(Instructions)
• a. In the license discussion, rewrite the paragraph beginning "Licenses like GPL operate" as a bulleted list that keeps its main facts.
• b. List every license and every compiler that the license discussion names.

:: Selection

Posted Jan 30, 2014 20:34 UTC (Thu) by vonbrand (subscriber, #4458) [Link] (1 responses)

Licenses like GPL operate in the range regulated by copyright law. If the PPL says the software can't be used unless wearing purple pajamas, that restriction is void as copyright doesn't cover use, only copying and distribution. Likewise, coyright covers copying of a particular work, not if it is shipped together with other stuff (unless it becomes a part of a greater whole, in which case you are talking about coyright on the collection as such). And I believe there are some "reasonableness" conditions in what the license might demand.

In what is wrongly called "software licenses" (which are really contracts) you can agree to more stringent conditions.

GCC, LLVM, and compiler plugins

Posted Jan 30, 2014 20:44 UTC (Thu) by DOT (subscriber, #58786) [Link]

Right, my mistake. Still, this only changes my argument slightly: a copyright license can still demand anything in return for giving you permission to copy or distribute. It may demand that you don't link it with proprietary software just like it may demand that you wear purple pajamas while doing the distributing.

This does restrict the power of the GPL: it cannot say anything about linking the program with a proprietary one on you own system. But it can say just fine that it considers such linking a BadThing, and it may not be distributed while it is a BadThing.

::::
:: Records provided

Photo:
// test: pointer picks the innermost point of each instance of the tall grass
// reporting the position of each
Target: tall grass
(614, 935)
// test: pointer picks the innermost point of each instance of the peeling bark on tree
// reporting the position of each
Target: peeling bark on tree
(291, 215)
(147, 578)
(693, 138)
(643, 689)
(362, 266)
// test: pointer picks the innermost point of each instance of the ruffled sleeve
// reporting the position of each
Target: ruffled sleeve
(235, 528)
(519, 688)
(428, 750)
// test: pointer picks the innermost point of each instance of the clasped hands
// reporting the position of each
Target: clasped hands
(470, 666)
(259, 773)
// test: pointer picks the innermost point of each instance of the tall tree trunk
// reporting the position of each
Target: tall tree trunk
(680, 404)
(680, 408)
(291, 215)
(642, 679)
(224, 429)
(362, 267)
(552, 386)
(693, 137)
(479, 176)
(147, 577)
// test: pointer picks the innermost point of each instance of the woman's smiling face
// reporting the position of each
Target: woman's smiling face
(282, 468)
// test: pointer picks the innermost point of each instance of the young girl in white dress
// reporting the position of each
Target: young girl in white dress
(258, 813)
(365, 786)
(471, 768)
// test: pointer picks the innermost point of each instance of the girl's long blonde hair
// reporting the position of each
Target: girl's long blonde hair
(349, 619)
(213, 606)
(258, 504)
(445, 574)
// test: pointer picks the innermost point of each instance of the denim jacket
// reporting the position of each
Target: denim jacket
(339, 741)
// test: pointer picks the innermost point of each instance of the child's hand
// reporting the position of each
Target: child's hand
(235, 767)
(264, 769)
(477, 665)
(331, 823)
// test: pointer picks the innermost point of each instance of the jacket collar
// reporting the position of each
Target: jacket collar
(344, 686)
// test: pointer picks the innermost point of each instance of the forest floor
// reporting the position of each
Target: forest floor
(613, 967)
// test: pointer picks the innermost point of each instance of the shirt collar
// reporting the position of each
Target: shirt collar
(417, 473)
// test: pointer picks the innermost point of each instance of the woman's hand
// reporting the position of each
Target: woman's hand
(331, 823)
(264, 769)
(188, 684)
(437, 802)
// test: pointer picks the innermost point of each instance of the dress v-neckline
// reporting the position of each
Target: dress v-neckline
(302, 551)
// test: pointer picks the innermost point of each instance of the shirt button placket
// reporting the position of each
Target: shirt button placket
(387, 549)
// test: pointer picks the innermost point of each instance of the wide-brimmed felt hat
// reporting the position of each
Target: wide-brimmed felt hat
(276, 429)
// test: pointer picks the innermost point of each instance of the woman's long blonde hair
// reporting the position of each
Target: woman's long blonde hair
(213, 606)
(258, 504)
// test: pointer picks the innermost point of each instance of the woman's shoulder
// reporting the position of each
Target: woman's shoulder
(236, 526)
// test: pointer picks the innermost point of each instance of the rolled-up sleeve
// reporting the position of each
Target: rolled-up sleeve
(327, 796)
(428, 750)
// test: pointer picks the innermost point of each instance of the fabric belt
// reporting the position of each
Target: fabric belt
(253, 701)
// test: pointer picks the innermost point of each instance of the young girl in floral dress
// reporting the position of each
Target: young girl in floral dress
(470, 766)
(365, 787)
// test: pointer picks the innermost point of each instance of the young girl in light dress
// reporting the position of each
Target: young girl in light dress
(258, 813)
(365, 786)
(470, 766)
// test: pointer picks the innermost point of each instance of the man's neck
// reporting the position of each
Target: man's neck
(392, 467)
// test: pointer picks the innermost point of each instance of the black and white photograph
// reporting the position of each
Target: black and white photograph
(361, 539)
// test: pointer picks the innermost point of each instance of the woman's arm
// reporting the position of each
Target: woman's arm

::::

(Solutions)
• a.
- Licenses such as the GPL operate within the scope of copyright law.
- Copyright covers copying and distribution, not use. A PPL condition that the software can't be used unless the user wears purple pajamas would therefore be void.
- Copyright covers copying a particular work, not shipping it together with other material. The exception is when the work becomes part of a greater whole, in which case the copyright on the collection applies.
- The writer believes there are some "reasonableness" conditions on what a license may demand.

• b.
- GPL (license)
- PPL (license)
- GCC (compiler)
- LLVM (compiler)